Every line in the data below that includes "grass" belongs in the answer, copied as it stands.

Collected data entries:
- - - - - - -

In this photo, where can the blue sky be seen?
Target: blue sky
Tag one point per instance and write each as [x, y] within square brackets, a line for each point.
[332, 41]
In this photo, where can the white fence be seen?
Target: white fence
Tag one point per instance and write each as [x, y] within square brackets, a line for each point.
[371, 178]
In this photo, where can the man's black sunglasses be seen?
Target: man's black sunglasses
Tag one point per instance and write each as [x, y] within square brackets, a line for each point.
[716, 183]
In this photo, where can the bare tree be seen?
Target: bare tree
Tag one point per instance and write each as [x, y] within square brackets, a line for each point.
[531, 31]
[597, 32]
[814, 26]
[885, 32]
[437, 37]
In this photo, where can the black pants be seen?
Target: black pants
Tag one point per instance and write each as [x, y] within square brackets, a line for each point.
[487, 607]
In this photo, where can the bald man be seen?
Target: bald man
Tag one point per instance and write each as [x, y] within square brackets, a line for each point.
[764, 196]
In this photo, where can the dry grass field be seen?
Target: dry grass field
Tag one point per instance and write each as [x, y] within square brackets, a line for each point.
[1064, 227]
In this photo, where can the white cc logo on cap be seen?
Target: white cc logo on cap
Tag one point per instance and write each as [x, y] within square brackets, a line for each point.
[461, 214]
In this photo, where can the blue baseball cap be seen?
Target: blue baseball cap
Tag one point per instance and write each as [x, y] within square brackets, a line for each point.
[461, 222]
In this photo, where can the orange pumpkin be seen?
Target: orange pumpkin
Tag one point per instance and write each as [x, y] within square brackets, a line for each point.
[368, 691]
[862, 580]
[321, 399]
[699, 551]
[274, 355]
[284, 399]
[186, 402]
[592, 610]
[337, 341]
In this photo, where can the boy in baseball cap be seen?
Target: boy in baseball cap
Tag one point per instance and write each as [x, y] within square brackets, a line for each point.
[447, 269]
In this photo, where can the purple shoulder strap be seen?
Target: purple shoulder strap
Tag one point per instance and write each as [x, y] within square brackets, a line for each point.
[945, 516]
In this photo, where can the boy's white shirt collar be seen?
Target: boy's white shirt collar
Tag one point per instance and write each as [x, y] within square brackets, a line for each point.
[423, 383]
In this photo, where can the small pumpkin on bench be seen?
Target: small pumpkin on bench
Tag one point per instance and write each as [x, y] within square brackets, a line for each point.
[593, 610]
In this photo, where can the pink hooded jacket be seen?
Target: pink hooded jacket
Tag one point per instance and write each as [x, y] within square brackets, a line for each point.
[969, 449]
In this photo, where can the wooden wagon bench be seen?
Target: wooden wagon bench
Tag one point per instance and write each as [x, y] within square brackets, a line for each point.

- - - - - - -

# Written response
In this photo, where can the dry grass field be seen?
Target: dry grass field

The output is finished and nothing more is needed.